_Quoted passage_.
#####

In today’s post, we will take a look at the two pointer pattern for solving problems. This pattern is really useful for traversing arrays, strings, and linked lists. The two pointer approach also encompasses binary search since these terms are really loosely defined. Let’s take a look at a set of problems that can be solved using this technique.

Problem #9 – Pair with Target Sum

This problem is fairly simple to think about. Given an array that is sorted, we need to find two numbers that add up to a target sum. This problem is actually the renowned 2-Sum LeetCode problem. It can be solved using a hash table as well, but since we are trying to learn the two pointer pattern, we will talk about that first and then solve it using a hash table.

Given that the array is sorted, we can initialize one pointer¹ at index 0, the start of the array, and the second pointer at the final element of the array. We’re guaranteed that an answer exists, so what we’re going to do is check if this combination equals the sum. If it’s lesser, then we will increment the low pointer. Otherwise, we’ll decrement the high pointer. It is guaranteed that this algorithm will converge to the right answer because the array is sorted. There’ll be a steady increasing or decreasing pattern followed until the answer is reached.

#####

_Dataset excerpt_.
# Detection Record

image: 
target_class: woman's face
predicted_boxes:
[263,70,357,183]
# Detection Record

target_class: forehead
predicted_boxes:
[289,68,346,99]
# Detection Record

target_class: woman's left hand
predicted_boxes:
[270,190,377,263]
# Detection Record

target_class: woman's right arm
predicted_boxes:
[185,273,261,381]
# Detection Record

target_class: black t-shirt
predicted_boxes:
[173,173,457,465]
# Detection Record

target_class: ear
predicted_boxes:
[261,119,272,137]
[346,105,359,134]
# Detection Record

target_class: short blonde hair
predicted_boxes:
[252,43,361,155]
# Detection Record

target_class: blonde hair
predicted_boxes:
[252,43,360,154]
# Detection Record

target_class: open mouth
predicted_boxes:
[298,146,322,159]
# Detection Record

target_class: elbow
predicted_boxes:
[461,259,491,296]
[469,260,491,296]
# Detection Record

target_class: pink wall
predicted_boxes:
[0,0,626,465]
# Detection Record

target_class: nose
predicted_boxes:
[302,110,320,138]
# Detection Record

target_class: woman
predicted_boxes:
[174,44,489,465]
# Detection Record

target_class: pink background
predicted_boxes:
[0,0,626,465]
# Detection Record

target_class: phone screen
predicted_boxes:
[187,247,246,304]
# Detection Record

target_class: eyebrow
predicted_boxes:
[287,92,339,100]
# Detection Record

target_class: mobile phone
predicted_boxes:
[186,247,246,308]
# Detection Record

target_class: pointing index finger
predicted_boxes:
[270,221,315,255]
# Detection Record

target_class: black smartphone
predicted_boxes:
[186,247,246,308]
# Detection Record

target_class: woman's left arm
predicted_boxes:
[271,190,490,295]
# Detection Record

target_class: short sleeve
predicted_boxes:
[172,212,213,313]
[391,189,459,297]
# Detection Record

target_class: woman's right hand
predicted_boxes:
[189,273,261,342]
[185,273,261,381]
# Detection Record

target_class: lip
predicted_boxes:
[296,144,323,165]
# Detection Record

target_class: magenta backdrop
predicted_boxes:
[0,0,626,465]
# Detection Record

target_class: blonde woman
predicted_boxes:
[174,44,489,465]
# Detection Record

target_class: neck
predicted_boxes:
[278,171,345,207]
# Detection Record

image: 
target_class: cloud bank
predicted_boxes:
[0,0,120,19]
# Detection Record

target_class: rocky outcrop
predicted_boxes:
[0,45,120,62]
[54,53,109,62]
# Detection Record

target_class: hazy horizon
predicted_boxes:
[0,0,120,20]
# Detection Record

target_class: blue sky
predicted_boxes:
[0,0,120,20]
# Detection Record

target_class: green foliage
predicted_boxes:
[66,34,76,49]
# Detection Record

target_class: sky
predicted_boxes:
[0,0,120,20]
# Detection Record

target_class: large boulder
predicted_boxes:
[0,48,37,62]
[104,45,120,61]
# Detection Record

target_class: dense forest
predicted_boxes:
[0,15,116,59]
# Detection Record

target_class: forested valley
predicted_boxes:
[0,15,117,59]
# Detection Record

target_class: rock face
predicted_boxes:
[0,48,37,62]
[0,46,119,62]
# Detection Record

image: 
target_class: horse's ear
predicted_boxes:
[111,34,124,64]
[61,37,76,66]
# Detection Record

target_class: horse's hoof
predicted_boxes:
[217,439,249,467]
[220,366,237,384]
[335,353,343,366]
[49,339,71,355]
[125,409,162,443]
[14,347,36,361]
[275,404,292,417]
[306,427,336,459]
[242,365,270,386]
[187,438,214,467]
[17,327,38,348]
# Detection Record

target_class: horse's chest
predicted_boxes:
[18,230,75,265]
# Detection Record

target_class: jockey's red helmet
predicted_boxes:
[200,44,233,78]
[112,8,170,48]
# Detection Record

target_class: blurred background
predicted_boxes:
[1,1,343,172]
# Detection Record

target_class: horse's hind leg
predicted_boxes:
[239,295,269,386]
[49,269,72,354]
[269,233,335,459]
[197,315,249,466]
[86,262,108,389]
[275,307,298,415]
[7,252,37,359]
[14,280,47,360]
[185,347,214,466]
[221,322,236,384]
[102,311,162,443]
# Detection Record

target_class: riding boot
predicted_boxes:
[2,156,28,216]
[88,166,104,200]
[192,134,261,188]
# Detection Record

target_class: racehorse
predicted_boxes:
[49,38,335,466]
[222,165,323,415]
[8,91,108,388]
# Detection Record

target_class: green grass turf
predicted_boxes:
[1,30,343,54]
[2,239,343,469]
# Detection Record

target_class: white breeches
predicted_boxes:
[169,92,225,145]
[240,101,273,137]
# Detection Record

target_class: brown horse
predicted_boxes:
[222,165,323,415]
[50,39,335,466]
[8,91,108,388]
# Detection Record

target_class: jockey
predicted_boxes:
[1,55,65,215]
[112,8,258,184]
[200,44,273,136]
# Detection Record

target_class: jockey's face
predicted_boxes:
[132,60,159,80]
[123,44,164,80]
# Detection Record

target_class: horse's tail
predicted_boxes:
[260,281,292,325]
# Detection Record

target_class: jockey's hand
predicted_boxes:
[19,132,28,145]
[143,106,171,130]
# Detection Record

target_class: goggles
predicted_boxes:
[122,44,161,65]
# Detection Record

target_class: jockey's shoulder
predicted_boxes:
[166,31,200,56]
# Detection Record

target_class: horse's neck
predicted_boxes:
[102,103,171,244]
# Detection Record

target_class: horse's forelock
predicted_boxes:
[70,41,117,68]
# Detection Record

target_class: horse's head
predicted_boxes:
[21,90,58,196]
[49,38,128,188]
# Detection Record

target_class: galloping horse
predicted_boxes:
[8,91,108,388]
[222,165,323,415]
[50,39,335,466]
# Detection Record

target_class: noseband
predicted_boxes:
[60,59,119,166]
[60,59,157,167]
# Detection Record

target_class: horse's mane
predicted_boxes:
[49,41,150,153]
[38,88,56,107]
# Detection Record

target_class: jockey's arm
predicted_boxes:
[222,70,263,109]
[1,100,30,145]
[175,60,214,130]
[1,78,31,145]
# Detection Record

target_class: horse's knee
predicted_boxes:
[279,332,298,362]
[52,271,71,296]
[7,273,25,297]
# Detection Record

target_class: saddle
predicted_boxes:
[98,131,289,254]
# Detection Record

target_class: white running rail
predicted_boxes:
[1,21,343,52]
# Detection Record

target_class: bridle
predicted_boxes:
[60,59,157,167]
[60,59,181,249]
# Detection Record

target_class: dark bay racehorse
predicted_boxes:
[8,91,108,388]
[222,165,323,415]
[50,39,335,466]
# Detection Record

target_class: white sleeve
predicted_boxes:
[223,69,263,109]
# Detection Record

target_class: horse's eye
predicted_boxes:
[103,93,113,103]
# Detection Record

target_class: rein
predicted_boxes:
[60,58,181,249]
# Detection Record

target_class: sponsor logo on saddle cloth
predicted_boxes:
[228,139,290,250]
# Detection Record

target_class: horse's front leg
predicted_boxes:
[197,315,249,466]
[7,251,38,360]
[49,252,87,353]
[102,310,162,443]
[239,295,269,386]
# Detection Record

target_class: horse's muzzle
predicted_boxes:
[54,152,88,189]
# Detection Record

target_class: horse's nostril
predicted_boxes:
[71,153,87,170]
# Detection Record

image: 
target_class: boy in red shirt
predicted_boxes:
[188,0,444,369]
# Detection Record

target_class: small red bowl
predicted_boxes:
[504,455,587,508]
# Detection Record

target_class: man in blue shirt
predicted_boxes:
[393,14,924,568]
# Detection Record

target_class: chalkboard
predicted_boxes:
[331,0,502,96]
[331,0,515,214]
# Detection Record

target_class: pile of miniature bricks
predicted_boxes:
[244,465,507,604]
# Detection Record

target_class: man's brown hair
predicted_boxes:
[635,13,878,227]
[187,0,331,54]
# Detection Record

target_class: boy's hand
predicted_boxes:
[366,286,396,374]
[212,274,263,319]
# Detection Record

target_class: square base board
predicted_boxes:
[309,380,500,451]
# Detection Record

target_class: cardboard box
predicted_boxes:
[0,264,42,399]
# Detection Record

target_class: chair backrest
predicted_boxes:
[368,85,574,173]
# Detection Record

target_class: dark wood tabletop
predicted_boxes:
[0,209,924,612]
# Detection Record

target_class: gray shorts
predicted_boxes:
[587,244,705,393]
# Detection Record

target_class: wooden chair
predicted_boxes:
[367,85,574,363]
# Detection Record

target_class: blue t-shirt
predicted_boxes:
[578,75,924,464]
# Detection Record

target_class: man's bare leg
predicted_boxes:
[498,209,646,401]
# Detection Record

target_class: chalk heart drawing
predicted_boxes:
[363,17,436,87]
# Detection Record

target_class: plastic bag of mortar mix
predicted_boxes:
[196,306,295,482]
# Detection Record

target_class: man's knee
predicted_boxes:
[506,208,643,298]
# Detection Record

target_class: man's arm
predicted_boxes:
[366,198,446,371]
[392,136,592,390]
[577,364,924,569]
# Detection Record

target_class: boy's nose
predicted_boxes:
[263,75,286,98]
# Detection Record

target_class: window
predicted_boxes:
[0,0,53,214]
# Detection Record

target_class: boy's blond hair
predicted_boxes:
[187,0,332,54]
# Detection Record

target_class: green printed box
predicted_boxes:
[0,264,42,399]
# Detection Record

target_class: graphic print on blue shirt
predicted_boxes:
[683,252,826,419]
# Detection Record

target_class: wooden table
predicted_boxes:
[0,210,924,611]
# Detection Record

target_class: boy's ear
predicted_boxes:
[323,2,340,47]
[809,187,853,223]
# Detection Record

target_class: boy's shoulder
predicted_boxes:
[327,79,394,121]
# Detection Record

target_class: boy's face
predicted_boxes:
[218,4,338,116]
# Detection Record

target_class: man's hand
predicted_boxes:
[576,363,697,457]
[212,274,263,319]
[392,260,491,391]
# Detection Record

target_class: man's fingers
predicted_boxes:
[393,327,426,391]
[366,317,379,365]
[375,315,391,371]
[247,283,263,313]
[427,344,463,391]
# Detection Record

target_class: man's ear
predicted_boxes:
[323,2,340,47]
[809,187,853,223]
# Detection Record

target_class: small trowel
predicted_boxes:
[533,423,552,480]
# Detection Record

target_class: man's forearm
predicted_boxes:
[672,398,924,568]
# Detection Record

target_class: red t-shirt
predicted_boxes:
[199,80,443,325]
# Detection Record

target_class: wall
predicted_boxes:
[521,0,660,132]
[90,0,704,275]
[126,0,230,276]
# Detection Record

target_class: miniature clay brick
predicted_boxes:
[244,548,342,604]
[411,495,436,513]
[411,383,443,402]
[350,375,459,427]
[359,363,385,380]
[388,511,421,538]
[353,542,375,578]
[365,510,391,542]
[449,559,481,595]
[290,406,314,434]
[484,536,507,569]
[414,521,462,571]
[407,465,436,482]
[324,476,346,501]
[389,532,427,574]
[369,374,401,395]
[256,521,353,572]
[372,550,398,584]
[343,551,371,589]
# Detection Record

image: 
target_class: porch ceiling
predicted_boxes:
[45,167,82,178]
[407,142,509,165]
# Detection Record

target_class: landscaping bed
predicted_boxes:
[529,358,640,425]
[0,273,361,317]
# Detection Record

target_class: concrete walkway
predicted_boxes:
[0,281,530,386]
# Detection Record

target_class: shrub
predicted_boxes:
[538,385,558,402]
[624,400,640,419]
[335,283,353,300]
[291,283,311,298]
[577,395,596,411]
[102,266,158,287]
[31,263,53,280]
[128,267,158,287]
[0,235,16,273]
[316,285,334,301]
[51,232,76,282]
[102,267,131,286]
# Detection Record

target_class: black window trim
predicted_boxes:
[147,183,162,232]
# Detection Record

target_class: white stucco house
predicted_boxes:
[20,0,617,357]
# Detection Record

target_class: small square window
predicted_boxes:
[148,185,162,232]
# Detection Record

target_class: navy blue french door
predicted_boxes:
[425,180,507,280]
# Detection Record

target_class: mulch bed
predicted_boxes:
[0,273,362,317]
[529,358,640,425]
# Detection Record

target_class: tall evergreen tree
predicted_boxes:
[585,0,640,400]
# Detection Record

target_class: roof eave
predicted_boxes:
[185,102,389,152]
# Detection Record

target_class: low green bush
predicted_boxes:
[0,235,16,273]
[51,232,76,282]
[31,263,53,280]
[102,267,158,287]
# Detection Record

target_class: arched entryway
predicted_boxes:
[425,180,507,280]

#####

In the post on the two pointer pattern, reproduce the passage starting at "In today’s post, we" and ending at "a hash table.".

In today’s post, we will take a look at the two pointer pattern for solving problems. This pattern is really useful for traversing arrays, strings, and linked lists. The two pointer approach also encompasses binary search since these terms are really loosely defined. Let’s take a look at a set of problems that can be solved using this technique.

Problem #9 – Pair with Target Sum

This problem is fairly simple to think about. Given an array that is sorted, we need to find two numbers that add up to a target sum. This problem is actually the renowned 2-Sum LeetCode problem. It can be solved using a hash table as well, but since we are trying to learn the two pointer pattern, we will talk about that first and then solve it using a hash table.